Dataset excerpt
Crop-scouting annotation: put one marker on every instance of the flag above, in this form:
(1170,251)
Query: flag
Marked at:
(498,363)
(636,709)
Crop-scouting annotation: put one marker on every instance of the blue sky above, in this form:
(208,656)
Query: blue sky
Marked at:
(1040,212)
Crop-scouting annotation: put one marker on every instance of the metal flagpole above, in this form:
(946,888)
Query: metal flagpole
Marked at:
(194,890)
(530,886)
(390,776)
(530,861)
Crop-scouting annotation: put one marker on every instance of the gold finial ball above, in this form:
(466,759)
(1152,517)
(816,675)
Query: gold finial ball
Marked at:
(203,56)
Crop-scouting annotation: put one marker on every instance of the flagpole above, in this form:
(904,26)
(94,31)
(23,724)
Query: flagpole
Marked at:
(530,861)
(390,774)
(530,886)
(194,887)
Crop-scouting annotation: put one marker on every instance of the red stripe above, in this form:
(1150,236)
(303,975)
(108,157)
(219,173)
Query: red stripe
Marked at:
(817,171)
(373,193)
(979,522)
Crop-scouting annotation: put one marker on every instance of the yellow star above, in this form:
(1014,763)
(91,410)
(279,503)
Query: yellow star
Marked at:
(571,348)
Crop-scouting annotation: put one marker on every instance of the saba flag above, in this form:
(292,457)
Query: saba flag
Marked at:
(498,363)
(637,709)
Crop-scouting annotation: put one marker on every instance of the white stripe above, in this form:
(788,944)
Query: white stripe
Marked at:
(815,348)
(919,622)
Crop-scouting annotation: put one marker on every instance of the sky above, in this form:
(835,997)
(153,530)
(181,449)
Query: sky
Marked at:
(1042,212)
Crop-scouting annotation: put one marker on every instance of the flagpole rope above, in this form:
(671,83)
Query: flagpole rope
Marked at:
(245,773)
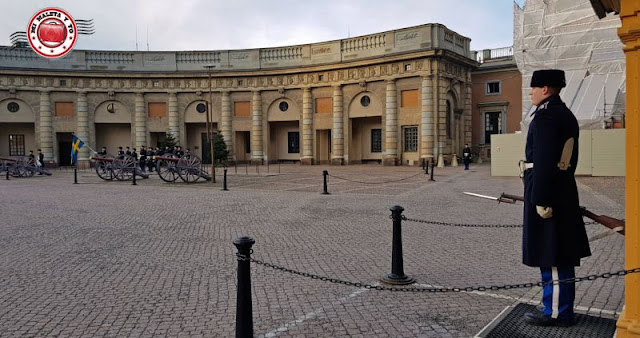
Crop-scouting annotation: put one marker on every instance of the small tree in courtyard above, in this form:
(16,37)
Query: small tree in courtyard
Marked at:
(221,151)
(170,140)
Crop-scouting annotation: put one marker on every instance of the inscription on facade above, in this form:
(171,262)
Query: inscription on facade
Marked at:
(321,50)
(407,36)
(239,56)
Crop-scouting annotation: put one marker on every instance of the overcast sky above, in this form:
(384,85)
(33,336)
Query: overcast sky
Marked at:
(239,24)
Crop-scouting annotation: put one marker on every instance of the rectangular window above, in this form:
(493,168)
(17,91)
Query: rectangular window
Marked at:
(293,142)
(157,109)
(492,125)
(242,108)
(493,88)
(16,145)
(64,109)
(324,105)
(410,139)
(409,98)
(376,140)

**Set problem**: Rewrite the lines from the one containing "of the inscription" through the end of the records, replacing "Query" with "Target" and leaving everything else unchanged.

**Solution below**:
Crop-scouting annotation: put one marker on every instance of the inscription on facade above, in this form:
(171,262)
Target: inscription on facade
Marked at:
(321,50)
(407,36)
(239,56)
Crop-scouting annotation: put one marker on every instance of the overcast sky above, in this form:
(384,85)
(33,336)
Target: overcast sky
Marked at:
(239,24)
Crop-scouting annotation: put one marker on every instance of the rectangular window above, in this form:
(493,168)
(17,91)
Target: rectangular window
Marked at:
(293,142)
(157,109)
(492,125)
(242,108)
(493,88)
(16,145)
(64,109)
(324,105)
(410,139)
(409,98)
(376,140)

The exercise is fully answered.